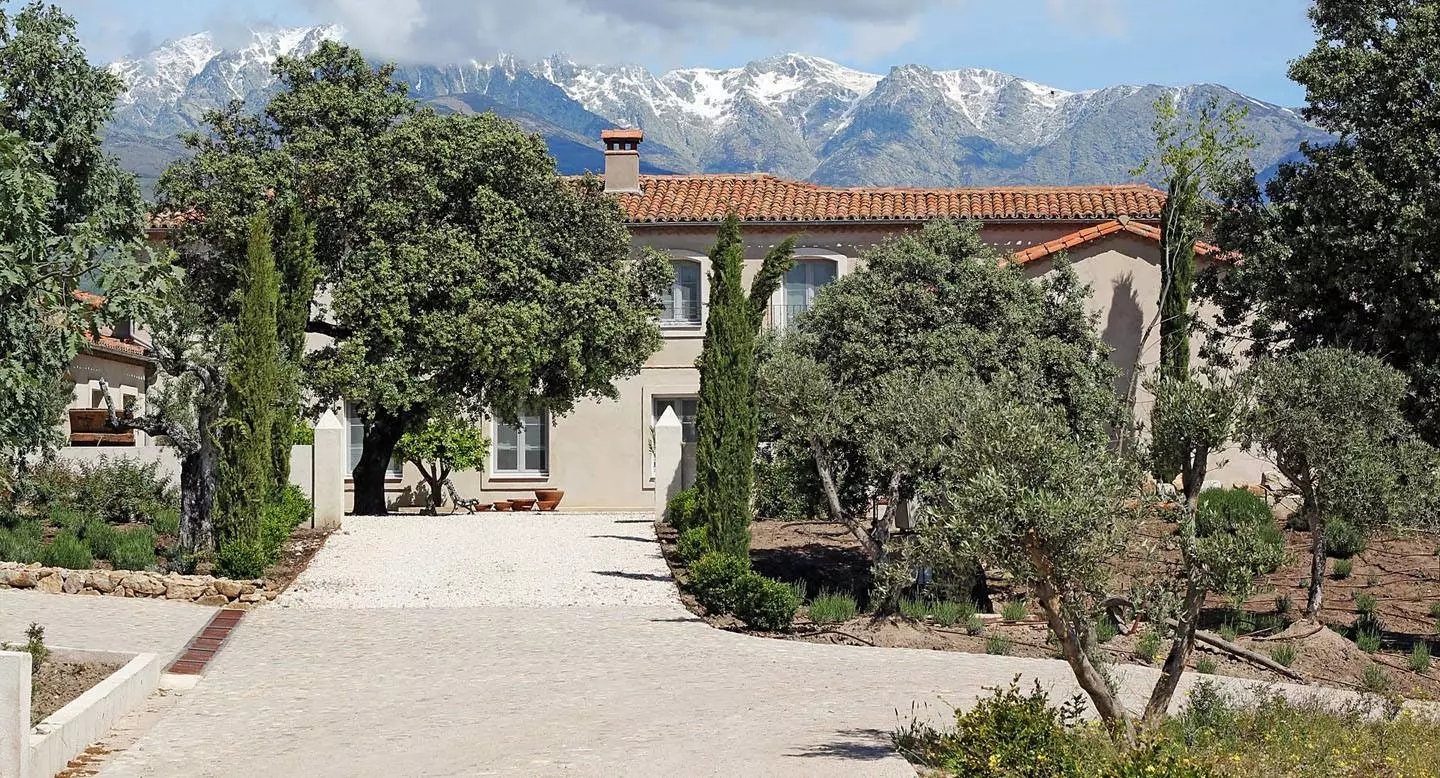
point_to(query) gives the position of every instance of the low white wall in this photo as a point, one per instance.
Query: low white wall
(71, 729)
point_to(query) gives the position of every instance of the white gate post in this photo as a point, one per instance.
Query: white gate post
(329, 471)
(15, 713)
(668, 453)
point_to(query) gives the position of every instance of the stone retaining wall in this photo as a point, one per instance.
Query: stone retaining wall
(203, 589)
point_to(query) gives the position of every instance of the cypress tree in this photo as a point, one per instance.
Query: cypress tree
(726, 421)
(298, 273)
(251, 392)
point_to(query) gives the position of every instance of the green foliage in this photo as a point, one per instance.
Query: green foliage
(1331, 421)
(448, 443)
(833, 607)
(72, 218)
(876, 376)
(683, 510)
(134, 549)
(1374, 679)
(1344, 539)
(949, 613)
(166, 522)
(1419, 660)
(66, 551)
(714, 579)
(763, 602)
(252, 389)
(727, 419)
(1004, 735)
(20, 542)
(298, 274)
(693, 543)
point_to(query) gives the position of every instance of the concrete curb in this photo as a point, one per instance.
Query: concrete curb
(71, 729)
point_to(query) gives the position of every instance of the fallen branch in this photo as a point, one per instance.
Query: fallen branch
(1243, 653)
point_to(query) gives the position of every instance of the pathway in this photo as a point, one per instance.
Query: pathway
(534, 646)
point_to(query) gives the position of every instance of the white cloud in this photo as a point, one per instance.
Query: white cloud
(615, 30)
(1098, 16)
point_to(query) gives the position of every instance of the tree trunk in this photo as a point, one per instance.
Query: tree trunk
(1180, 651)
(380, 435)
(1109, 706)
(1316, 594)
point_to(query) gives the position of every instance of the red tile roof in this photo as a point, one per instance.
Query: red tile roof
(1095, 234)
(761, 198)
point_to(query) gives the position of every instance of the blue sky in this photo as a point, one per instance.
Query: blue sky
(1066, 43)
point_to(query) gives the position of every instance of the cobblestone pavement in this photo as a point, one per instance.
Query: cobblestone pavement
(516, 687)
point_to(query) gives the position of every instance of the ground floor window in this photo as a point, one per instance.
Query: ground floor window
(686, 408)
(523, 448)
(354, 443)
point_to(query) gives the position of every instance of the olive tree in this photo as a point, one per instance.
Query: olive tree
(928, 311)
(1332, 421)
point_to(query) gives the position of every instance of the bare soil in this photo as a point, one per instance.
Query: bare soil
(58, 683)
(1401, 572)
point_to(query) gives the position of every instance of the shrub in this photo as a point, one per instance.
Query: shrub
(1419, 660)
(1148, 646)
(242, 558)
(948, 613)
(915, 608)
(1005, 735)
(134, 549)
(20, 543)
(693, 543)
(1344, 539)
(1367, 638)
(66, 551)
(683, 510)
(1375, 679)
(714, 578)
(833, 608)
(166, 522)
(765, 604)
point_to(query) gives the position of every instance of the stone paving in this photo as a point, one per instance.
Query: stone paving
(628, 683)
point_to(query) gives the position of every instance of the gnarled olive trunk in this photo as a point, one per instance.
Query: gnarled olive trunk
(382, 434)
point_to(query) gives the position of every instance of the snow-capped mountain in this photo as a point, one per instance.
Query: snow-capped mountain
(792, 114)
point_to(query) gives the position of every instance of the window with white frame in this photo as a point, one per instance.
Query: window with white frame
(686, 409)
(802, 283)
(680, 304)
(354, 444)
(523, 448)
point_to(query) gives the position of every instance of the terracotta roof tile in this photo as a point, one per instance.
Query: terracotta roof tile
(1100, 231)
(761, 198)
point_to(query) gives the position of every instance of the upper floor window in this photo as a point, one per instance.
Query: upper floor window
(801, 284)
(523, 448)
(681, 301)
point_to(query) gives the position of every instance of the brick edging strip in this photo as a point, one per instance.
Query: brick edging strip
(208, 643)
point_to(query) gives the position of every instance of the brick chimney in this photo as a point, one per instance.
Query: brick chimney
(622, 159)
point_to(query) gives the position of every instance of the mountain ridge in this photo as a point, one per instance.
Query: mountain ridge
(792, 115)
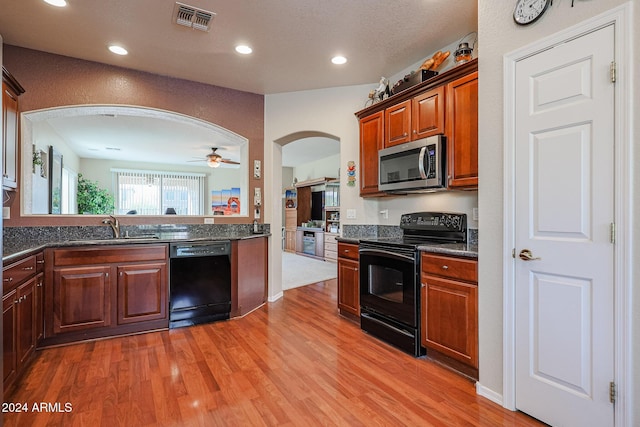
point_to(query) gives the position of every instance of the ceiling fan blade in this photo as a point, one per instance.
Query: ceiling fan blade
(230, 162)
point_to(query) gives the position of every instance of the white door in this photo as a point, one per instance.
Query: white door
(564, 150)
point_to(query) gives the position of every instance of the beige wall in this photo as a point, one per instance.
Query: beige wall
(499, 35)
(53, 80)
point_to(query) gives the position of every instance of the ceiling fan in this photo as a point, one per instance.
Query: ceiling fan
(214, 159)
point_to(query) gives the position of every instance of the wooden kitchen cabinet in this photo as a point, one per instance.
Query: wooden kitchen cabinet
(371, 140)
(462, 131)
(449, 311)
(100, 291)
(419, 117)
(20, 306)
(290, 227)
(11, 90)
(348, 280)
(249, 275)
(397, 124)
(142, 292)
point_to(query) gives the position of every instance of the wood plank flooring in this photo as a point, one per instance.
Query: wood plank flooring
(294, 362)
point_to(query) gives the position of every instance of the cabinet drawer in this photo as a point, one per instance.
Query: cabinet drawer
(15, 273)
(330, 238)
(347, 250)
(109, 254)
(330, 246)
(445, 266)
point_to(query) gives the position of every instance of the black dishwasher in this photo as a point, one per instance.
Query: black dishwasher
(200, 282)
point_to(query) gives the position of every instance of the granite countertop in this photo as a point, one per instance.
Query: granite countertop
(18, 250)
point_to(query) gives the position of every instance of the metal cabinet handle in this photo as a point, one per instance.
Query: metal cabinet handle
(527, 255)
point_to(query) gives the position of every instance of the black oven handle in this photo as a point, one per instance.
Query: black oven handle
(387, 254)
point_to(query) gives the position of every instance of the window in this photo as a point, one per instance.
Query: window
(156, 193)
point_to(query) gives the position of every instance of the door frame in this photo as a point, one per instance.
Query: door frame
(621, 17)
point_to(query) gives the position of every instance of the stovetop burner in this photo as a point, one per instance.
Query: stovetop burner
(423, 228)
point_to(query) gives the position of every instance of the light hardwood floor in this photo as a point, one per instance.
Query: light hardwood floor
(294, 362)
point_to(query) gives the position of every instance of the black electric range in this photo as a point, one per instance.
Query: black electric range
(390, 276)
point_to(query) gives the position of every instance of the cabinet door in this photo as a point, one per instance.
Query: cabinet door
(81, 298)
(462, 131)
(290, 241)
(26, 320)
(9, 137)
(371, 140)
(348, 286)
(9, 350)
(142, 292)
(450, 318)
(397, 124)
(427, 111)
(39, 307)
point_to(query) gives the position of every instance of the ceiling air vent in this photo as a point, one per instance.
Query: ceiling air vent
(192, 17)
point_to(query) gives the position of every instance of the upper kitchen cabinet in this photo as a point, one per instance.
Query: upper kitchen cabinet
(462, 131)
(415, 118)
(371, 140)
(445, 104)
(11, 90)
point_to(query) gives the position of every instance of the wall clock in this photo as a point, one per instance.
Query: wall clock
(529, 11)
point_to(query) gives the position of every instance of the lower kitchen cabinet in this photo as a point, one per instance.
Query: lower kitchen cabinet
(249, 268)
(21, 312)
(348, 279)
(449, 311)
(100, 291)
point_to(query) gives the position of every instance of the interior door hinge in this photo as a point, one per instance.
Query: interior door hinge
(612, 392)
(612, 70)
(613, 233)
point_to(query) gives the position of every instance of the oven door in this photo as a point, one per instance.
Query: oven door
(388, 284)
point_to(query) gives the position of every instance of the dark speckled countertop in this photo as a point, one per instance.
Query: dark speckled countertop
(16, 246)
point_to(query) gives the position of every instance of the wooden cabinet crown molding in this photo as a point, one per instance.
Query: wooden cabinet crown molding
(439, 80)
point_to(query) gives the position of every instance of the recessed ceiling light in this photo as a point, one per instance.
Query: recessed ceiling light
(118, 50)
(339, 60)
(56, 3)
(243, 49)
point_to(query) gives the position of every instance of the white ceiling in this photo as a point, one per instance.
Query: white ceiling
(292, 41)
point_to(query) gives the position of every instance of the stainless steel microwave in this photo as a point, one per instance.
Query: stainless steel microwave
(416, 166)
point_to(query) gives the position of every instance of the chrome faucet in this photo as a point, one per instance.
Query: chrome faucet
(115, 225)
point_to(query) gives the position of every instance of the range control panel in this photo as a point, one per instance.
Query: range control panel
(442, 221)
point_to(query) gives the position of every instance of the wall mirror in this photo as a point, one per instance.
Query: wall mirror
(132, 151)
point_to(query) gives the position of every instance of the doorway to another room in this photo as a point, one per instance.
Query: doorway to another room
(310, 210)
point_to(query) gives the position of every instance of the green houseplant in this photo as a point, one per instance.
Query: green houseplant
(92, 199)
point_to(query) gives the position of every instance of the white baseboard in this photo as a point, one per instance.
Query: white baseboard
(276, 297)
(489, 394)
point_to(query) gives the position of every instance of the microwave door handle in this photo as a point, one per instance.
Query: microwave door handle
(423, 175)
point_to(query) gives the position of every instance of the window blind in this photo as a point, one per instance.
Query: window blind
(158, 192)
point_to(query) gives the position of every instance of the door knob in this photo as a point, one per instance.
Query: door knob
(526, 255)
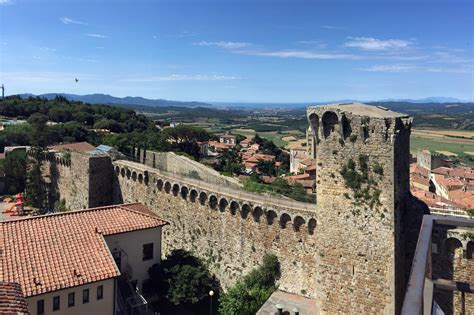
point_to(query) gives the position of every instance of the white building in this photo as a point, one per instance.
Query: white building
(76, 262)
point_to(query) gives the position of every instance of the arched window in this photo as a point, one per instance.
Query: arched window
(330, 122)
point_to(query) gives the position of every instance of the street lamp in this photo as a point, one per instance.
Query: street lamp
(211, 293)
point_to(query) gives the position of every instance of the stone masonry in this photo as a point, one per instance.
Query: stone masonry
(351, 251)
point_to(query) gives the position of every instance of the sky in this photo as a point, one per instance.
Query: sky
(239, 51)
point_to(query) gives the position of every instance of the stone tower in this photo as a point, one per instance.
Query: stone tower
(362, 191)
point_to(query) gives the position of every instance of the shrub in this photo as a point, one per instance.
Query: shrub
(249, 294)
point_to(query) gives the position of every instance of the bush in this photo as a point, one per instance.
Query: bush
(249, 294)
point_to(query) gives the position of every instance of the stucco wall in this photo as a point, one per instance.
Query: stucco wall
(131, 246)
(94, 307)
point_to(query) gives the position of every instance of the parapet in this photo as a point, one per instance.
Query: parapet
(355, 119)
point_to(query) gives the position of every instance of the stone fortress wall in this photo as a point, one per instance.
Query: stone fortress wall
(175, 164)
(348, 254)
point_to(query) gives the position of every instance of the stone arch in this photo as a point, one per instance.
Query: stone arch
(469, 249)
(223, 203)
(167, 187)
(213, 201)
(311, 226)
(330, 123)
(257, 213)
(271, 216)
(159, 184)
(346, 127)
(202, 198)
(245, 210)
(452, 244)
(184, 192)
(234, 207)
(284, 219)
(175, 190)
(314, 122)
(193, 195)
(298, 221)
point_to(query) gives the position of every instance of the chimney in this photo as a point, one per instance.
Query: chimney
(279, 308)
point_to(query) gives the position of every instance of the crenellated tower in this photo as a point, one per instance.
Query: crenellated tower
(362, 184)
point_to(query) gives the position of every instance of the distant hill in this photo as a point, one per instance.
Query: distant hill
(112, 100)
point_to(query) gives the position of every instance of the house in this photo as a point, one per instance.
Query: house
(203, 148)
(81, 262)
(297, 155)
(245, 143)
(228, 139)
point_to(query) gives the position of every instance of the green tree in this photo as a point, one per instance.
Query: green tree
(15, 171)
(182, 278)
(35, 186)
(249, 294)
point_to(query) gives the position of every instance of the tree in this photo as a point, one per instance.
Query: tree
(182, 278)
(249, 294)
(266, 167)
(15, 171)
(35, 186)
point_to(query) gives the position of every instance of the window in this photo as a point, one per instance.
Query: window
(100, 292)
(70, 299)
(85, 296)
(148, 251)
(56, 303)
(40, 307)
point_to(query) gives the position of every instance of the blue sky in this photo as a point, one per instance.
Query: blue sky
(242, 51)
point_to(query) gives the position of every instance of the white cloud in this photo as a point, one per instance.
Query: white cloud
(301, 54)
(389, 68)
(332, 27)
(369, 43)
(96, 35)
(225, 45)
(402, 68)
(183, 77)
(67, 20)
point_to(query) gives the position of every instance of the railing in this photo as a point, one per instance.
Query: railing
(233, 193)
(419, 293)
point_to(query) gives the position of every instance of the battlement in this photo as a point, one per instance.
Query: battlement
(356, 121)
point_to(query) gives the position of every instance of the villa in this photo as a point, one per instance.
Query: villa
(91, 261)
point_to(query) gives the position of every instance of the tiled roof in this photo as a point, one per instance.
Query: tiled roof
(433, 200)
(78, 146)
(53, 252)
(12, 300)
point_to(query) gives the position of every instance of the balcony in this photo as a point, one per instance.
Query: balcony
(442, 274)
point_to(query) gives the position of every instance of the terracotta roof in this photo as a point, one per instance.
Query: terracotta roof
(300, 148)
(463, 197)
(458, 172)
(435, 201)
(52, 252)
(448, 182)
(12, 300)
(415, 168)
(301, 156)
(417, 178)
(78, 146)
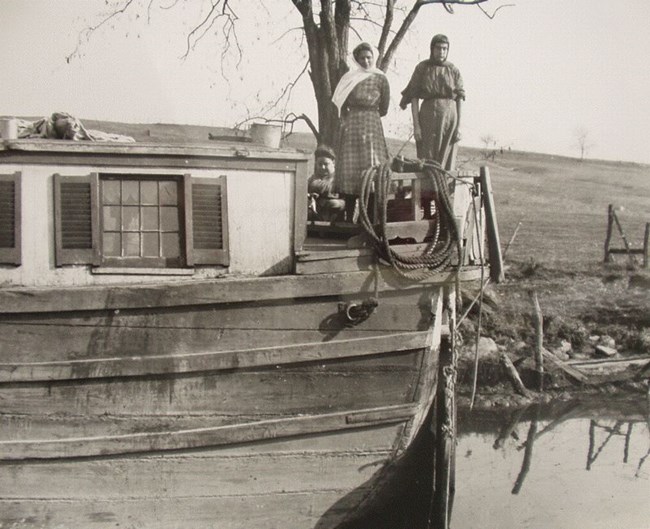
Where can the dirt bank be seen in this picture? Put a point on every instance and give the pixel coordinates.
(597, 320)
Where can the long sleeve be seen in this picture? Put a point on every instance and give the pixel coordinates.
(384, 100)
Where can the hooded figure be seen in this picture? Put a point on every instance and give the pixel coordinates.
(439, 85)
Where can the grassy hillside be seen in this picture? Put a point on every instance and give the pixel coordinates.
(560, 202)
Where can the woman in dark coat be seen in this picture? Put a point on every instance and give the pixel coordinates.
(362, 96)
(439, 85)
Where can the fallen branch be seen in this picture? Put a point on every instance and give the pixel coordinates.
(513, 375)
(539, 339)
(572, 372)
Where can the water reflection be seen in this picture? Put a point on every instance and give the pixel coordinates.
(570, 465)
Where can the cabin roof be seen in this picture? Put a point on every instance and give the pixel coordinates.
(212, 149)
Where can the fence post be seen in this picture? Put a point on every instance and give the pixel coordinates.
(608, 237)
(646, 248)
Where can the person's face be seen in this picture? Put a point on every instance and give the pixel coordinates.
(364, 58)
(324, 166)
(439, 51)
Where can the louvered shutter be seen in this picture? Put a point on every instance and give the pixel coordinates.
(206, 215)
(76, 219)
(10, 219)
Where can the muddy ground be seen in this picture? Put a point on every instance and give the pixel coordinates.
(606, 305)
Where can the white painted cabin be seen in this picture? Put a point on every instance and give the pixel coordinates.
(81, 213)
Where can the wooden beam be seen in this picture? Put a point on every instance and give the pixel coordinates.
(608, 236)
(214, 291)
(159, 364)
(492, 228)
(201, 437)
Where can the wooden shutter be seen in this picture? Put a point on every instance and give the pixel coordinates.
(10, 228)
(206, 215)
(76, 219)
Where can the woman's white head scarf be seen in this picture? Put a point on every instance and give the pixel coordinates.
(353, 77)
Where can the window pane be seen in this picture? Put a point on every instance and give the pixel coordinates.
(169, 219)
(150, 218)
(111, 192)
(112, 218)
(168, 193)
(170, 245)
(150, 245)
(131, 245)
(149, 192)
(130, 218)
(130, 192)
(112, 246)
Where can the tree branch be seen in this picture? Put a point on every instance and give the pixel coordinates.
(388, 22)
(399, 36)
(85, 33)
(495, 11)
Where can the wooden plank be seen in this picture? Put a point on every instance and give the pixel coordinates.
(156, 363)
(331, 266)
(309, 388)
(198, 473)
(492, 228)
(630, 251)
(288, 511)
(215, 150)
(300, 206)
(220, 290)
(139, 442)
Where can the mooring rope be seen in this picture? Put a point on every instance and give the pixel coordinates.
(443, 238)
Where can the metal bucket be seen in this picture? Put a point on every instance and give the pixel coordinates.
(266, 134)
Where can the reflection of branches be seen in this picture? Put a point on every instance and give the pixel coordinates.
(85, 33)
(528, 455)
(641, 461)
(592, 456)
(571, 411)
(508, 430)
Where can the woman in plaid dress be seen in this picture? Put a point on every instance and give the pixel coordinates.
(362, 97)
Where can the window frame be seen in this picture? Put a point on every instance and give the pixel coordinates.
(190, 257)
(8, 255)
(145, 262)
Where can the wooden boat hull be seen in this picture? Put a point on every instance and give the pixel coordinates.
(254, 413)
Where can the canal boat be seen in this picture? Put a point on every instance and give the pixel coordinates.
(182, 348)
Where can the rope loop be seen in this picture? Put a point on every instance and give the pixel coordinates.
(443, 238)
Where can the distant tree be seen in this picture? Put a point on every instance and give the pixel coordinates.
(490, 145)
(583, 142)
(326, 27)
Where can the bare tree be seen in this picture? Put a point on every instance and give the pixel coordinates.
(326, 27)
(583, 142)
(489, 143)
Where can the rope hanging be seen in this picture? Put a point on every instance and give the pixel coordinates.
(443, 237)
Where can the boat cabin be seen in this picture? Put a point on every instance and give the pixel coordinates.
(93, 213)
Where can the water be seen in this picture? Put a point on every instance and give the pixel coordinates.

• • • •

Reproduce the lines above beginning at the line that contains "the window with" and ending at the line that contains "the wooden kitchen". No pictures.

Answer area:
point_to(query) gives the position of every instance of the window with white frame in this photo as a point, one per instance.
Query: window with white frame
(686, 409)
(802, 283)
(680, 304)
(354, 444)
(523, 448)
point_to(query) gives the position of every instance of the terracotta roof tile in this photo as a point, one per instance.
Query: terracotta roof tile
(1100, 231)
(761, 198)
point_to(query) gives the position of every instance of the upper floor window in this photo as a point, one per instance.
Query: upper floor window
(801, 284)
(523, 448)
(681, 301)
point_to(query) gives the position of every instance of the brick edging strip in this photo as a point, one per instance.
Query: brick edging strip
(208, 643)
point_to(query) gives the position of every instance of the brick chimney in this photo as a point, one per instance.
Query: brick chimney
(622, 159)
point_to(query) gives the position of every instance of the mountain ridge in this photo as a point, one per instance.
Query: mountain ridge
(792, 115)
point_to(query) gives the position of every instance of the ceiling fan blade in this photo as a point, one per instance.
Query: ceiling fan blade
(230, 162)
point_to(query) gives the position of every instance of the white door in this photo as a point, one per instance.
Query: white door
(564, 150)
point_to(query) gives the position of every instance of the beige wall in this photo as a point, one per instance.
Query: beige wall
(499, 35)
(53, 80)
point_to(query) gives the position of every instance of the ceiling fan in this photo as a point, one per instance.
Query: ceiling fan
(214, 159)
point_to(query) gives the position of every instance of the wooden kitchen cabinet in this photo as a point, one per instance.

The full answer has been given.